Copy, exactly and without additions, every line in the records below from the one holding "Each <instance> block" through the one holding "positive clicks: (359, 192)", both ends included.

____________________

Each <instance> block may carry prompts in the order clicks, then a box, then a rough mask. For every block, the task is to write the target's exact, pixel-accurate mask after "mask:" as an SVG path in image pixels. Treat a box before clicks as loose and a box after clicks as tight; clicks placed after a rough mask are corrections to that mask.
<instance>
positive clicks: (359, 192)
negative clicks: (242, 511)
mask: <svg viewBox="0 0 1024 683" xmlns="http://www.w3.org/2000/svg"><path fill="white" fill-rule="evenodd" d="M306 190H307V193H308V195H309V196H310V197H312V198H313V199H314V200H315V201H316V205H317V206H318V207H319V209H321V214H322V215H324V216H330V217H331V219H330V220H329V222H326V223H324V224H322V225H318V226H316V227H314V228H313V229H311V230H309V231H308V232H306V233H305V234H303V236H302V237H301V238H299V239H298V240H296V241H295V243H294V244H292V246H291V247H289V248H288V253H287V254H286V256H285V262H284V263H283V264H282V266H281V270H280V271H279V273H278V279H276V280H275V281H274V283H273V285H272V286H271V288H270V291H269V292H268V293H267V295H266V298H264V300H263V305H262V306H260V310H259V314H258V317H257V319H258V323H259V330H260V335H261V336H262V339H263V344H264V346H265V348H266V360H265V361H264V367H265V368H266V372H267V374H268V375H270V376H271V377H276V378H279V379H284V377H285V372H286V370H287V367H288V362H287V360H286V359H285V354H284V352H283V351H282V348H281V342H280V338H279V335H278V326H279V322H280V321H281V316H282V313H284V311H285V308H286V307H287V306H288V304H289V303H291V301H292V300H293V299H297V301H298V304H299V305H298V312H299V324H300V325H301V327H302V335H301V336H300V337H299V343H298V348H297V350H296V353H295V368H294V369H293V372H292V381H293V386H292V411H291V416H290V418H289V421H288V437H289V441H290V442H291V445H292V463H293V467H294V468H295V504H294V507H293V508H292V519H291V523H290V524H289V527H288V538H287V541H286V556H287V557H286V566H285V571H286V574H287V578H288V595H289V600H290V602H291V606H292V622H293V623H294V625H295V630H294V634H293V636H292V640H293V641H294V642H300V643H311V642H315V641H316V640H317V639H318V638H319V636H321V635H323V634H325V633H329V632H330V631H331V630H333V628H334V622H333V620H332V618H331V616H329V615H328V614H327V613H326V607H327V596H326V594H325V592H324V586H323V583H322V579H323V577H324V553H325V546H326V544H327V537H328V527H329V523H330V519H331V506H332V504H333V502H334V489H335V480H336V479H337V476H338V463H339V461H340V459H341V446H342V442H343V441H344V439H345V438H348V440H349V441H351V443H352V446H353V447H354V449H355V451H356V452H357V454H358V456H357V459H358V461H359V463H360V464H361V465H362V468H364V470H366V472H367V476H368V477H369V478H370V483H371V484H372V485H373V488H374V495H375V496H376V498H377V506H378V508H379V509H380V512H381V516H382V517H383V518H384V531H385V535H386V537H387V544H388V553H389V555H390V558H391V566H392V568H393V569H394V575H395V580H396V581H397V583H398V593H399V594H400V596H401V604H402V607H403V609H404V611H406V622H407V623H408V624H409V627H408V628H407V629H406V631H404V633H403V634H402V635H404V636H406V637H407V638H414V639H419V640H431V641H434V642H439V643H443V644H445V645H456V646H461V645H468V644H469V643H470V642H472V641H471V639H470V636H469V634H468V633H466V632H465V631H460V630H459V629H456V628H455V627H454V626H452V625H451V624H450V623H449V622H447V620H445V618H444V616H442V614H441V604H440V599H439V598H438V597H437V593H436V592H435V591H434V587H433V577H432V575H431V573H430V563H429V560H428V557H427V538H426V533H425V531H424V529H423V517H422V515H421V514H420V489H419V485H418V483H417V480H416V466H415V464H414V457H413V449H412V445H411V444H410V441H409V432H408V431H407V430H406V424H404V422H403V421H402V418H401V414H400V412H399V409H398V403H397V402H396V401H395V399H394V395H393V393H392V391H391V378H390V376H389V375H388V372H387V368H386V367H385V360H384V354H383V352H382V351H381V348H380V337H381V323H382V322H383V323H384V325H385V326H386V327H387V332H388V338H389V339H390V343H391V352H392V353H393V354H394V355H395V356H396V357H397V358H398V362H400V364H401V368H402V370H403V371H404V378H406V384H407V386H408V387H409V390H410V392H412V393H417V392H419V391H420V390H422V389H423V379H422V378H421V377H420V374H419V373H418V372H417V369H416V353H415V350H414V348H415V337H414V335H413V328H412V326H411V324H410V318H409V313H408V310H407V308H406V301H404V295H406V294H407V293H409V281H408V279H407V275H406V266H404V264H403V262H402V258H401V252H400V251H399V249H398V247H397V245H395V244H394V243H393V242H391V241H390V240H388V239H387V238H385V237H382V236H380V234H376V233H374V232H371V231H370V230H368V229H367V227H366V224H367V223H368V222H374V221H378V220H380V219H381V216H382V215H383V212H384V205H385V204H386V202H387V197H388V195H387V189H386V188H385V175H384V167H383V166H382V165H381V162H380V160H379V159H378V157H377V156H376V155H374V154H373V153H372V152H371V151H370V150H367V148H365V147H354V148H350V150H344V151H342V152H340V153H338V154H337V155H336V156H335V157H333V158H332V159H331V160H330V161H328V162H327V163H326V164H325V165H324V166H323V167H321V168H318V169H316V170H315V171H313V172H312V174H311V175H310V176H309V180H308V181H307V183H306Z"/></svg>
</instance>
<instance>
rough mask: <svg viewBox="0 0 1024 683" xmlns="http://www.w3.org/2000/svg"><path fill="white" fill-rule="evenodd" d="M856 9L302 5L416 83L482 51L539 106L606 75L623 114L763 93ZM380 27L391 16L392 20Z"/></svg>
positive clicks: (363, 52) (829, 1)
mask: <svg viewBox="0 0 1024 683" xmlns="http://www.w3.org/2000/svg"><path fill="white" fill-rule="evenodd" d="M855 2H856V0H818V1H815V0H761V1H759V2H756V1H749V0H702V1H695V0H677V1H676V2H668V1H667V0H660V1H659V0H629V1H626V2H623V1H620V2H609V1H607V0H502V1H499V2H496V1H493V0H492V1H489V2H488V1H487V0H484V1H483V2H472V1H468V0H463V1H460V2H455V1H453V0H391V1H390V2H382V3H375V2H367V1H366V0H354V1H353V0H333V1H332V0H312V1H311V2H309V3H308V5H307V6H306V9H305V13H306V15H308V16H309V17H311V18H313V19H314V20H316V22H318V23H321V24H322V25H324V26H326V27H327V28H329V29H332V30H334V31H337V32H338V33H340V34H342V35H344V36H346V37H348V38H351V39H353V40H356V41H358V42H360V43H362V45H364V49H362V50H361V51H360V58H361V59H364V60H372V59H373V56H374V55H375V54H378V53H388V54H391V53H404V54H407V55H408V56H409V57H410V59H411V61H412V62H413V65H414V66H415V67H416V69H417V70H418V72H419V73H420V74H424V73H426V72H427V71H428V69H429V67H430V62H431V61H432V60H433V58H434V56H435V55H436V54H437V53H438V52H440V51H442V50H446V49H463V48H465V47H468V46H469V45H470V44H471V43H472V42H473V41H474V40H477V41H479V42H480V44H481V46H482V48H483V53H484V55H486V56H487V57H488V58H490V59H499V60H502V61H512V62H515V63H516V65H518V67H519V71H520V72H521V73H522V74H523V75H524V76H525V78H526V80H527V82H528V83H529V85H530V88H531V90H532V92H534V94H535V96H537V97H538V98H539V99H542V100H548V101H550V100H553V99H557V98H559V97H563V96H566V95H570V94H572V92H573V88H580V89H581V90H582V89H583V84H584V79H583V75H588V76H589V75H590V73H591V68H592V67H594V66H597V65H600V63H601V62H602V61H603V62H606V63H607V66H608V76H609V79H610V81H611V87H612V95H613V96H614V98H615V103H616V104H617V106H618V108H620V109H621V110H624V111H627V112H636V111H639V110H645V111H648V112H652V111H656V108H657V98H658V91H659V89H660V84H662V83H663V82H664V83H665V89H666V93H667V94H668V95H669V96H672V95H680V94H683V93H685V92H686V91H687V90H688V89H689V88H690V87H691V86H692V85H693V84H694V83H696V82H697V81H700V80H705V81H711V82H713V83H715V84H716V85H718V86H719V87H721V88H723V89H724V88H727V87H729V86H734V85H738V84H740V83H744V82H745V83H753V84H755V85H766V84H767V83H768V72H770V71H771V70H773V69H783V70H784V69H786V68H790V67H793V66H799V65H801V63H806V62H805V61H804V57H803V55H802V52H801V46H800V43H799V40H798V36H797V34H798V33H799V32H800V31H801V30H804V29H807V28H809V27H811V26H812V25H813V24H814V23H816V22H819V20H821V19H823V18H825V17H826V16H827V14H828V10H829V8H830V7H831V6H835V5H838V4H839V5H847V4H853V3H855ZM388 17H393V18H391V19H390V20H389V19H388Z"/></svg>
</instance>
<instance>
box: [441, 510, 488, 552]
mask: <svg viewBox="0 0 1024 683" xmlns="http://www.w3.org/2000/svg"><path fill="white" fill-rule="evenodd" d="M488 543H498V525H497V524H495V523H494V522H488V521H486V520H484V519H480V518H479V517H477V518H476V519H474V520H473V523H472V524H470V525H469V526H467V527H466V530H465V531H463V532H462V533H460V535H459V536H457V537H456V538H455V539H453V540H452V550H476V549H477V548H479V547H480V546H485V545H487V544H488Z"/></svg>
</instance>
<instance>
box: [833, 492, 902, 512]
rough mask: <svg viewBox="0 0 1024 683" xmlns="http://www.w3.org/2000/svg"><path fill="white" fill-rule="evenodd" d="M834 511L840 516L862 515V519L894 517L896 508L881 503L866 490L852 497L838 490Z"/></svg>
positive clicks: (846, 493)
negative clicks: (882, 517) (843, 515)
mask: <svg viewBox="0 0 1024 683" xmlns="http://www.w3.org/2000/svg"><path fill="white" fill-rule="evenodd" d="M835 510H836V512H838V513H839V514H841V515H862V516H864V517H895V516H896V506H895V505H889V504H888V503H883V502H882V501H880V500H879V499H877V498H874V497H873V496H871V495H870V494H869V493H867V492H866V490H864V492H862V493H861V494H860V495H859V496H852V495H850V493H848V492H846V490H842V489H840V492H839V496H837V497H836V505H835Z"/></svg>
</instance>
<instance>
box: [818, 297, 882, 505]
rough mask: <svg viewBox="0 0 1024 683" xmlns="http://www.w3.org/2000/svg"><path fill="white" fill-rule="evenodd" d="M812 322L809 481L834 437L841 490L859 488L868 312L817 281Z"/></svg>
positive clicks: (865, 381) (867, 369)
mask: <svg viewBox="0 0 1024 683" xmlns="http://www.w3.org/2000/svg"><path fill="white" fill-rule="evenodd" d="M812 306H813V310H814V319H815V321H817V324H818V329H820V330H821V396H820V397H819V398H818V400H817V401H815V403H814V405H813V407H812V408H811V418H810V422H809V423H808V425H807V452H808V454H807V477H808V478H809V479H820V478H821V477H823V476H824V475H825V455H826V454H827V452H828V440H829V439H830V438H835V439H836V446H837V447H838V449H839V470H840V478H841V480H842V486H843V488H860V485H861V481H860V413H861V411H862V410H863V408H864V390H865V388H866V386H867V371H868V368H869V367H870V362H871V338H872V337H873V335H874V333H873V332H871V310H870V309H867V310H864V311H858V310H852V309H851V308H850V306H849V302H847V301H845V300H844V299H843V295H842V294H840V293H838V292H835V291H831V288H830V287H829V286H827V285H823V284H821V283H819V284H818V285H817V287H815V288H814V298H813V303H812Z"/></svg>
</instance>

____________________

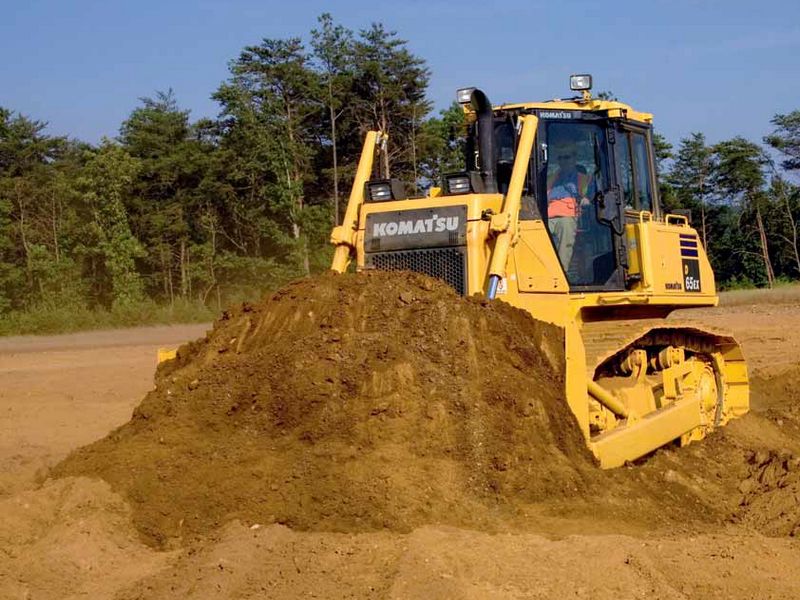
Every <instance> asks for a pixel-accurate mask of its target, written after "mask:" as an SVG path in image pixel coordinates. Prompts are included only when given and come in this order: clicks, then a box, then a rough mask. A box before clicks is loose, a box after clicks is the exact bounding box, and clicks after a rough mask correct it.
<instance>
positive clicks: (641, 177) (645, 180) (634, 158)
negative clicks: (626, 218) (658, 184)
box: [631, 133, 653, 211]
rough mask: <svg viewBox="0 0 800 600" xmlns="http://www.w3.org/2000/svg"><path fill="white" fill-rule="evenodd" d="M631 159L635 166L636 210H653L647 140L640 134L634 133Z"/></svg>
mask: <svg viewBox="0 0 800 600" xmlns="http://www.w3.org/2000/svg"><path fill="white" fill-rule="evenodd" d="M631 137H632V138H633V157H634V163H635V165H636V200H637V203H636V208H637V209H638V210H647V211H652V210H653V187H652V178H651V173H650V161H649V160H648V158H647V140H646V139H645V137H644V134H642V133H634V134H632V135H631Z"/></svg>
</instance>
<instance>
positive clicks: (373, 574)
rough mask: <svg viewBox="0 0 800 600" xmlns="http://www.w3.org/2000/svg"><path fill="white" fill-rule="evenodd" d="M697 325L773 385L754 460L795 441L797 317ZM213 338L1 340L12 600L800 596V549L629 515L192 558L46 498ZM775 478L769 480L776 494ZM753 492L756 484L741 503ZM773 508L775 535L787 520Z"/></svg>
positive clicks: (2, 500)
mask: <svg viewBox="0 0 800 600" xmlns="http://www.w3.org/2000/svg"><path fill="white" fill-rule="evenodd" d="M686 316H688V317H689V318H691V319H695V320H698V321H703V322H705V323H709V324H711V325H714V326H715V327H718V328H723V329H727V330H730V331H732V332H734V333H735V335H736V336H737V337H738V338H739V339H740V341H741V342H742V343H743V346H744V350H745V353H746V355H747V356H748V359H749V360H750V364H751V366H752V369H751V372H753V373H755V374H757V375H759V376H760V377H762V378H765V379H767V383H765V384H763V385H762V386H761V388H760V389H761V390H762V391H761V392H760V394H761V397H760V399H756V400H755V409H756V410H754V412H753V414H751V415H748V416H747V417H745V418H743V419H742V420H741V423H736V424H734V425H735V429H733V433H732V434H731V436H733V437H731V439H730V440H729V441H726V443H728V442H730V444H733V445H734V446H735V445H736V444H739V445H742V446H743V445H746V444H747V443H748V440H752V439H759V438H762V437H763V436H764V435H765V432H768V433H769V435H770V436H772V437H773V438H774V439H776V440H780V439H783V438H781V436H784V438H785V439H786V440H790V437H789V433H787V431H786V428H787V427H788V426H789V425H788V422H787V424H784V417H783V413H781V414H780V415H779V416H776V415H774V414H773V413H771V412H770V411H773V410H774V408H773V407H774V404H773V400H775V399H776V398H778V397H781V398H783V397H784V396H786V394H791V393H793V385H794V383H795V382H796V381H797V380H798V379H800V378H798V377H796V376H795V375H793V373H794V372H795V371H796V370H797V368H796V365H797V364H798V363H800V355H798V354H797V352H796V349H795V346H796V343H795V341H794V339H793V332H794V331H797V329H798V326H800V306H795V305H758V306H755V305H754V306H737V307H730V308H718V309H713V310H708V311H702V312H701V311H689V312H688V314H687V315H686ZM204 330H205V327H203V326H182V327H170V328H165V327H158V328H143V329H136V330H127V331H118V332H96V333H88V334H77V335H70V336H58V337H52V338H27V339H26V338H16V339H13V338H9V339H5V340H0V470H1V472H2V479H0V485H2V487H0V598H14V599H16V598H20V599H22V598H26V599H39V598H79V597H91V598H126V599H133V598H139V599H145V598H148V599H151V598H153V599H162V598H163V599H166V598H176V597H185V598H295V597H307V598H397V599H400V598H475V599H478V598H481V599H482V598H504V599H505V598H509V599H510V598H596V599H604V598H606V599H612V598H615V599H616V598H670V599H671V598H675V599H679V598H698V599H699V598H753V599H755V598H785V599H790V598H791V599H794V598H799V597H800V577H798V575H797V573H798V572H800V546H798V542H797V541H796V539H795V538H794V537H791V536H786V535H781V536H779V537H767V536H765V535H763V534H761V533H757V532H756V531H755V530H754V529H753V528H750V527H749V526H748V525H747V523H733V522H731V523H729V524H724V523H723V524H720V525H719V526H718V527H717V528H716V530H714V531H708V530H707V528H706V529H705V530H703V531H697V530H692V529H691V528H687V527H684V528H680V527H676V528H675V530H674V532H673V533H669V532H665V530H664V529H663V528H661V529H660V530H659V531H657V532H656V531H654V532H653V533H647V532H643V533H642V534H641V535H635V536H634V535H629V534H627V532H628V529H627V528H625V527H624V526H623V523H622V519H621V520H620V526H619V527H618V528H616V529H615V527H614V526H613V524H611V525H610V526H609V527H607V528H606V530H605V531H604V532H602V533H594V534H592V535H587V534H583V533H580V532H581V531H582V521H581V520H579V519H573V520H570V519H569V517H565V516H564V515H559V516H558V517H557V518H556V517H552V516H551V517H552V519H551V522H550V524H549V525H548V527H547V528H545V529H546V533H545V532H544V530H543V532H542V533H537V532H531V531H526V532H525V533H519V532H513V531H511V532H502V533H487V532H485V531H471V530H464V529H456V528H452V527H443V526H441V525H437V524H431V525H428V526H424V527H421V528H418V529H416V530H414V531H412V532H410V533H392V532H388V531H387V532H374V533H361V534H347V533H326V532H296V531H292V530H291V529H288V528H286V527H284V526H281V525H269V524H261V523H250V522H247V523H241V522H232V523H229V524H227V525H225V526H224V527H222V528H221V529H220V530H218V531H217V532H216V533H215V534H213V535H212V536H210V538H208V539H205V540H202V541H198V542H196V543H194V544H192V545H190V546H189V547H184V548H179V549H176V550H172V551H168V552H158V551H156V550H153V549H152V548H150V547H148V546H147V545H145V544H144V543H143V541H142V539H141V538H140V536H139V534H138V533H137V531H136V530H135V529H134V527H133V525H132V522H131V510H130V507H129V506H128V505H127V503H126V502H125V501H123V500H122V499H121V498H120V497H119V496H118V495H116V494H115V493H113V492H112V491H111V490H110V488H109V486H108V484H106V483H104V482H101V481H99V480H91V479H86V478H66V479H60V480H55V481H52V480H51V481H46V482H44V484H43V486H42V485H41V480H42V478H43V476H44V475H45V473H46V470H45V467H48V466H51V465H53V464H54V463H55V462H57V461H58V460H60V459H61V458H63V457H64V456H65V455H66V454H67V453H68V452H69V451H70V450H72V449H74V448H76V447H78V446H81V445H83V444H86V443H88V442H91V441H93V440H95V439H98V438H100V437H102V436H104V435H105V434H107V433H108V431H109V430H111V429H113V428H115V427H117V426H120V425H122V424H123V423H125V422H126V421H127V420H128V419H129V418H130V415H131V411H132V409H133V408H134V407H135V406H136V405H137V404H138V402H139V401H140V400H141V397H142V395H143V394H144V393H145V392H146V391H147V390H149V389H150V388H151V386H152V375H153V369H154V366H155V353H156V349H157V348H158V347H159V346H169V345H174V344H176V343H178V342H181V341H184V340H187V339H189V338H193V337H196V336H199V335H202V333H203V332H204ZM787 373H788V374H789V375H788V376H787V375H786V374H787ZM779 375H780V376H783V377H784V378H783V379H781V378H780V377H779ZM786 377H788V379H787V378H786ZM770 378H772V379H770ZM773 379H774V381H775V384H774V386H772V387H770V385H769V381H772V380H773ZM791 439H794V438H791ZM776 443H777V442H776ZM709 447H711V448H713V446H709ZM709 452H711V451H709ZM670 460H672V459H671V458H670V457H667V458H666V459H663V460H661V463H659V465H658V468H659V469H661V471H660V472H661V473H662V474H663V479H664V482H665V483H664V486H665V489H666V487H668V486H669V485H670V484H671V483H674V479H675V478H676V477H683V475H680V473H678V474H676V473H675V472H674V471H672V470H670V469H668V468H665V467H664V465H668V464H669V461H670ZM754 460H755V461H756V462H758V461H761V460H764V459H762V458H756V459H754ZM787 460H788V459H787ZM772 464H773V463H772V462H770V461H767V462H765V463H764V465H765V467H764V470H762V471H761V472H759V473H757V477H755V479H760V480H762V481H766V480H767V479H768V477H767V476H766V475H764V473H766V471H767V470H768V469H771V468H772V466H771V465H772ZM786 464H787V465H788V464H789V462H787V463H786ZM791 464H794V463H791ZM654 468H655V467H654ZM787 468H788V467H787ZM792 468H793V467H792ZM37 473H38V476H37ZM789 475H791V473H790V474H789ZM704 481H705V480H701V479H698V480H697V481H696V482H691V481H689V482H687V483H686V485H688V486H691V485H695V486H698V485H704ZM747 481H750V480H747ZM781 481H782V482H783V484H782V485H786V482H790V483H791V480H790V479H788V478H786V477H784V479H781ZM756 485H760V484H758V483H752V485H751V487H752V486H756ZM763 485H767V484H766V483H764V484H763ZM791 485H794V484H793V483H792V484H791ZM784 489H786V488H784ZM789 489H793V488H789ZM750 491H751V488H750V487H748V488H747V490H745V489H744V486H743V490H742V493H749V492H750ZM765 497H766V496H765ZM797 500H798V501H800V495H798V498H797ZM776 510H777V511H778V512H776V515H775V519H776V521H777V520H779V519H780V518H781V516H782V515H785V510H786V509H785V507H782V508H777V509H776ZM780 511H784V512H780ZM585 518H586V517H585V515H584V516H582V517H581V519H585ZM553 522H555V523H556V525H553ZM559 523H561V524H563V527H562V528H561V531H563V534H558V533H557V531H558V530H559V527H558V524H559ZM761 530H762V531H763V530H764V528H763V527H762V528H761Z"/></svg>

____________________

### WRITTEN SOLUTION
Each <instance> block may carry prompts in the order clicks, then a box, then a rough mask. For every block, the task is to write the target's exact, pixel-accurate mask after "mask:" as an SVG path in image pixels. Treat a box before clicks as loose and a box after clicks as tight; clicks placed after a rough mask are corrections to that mask.
<instance>
positive clicks: (359, 192)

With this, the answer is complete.